**SOURCE DOCUMENT:**
Lyft partners with anti-sexual violence organization to offer free rides

Ride-hailing company Lyft and the Rape, Abuse and Incest National Network (RAINN), the nation’s largest anti-sexual violence organization, announced a new pilot program Tuesday aimed at providing victims of sexual violence with resources to flee from their abusers.

The program, which will roll out in select American cities, will offer 1,000 free rides to individuals seeking crisis support who contact the RAINN National Sexual Assault Hotline. Lyft declined to release the cities publicly to protect users.

“When we started thinking about the most vulnerable, we quickly understood that victims of intimate partner violence could be one of these areas where we could do more,” Heather Foster, head of policy engagement and strategic partnerships at Lyft, said.

Police departments across the country say they’ve seen a staggering increase in domestic violence calls since the coronavirus pandemic swept the United States. In New York, calls to the state’s domestic violence hotline saw a 32 percent jump since this time last year and a 53 percent increase in calls between February and April alone.

Uber launched a similar program in April, promising 50,000 free rides in 35 cities across 16 countries in addition to free meals.

Foster said the company could expand the pilot program in the future to offer additional rides to those who need them, all of which are part of the company’s “LyftUp” coronavirus effort that includes $2.5 million in ride credits for communities in need.

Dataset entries
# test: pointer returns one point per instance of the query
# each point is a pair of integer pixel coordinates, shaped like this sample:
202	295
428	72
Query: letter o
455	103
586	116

**EXERCISE SET:**
1. Please condense the paragraph of the Lyft ride-program article that begins "Police departments across the country" into a short bulleted list that keeps its main facts.
2. Carry the article on Lyft's free-ride partnership with RAINN further, starting after its final paragraph.

**RESPONSES IN ORDER:**
1.
- Police departments nationwide report a sharp rise in domestic violence calls since the coronavirus pandemic reached the United States.
- Calls to New York's state domestic violence hotline rose 32 percent over the same time last year.
- Those calls climbed 53 percent between February and April alone.

2.
Callers to the National Sexual Assault Hotline, when appropriate, will be given the option to be connected with a Lyft ride in order to access transportation to critical assistance such as a women’s shelter, the home of a friend or a family member, a police station or to go get a rape kit. The Lyft driver would not be given any indication of the purpose of the ride.

Keeli Sorensen, the vice president of victim services at RAINN, said these rides are a vital lifeline, particularly during the pandemic.

“Survivors are feeling a heightened sense of fear being cut off from their normal support networks and safety nets,” Sorensen said. “And some are reporting an increase in the frequency and severity of the abuse that they’re experiencing while in that situation.”

As shelter-in-place orders are lifted nationwide, RAINN anticipates that reports of intimate partner violence and sexual violence will increase as survivors are able to move about more and get access to services they need. And help is available now.

“I want survivors to know that RAINN is here to listen and support them during this difficult time and at all times,” Sorensen said. The group operates telephone and online hotlines at the National Sexual Assault Hotline (800.656.HOPE (4673) and at https://hotline.rainn.org/online).

Morgan Radford contributed.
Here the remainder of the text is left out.